[WORK TASK] From the first line to the last, write out the records exactly, leaving out images.

[DATA SUPPLIED]

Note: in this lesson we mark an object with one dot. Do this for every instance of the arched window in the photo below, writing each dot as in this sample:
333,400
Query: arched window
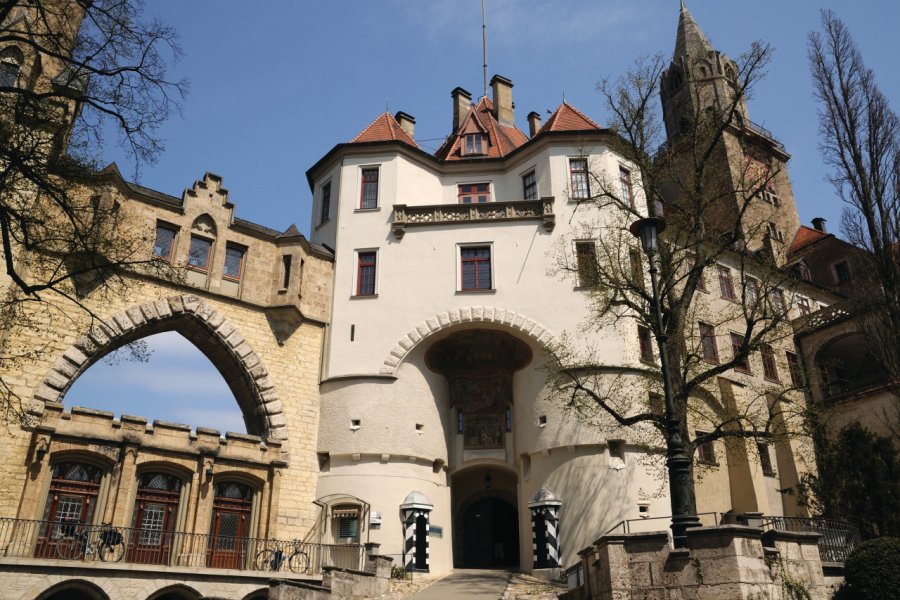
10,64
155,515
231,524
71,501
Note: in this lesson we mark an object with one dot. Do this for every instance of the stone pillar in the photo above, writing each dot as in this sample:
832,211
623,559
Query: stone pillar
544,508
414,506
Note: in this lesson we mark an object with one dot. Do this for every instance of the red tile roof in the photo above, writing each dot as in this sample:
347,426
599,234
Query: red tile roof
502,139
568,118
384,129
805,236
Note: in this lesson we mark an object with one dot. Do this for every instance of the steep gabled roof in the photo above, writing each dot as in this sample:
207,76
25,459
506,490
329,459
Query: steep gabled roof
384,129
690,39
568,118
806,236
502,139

[TASK RESPONSE]
Note: in this lesson we mark an object with one dot. Do this for every instance of the arched window in the photo below, writing each dot as in this sample:
333,400
Query: arched window
10,64
155,515
231,524
71,501
Note: in this lesson we mark an object with one dot. Do this for every instance of the stone pillar in the photo above, writing each dot as in this sample:
832,211
623,559
Query: stone pillar
544,508
414,506
Note: in this lesson we mark an object with one dot. Do this for every instance of the red tile roof in the photo above, writing each dot as in this sample:
347,426
599,234
Query: red tile roof
502,139
568,118
384,129
805,236
Note: in this lesson we mark an object with one dot. Do this for every instance of the steep gabled roof in the photo above, writing each dot as in this sample:
207,76
25,459
506,490
329,459
Query: steep gabled roof
384,129
690,39
568,118
806,236
502,139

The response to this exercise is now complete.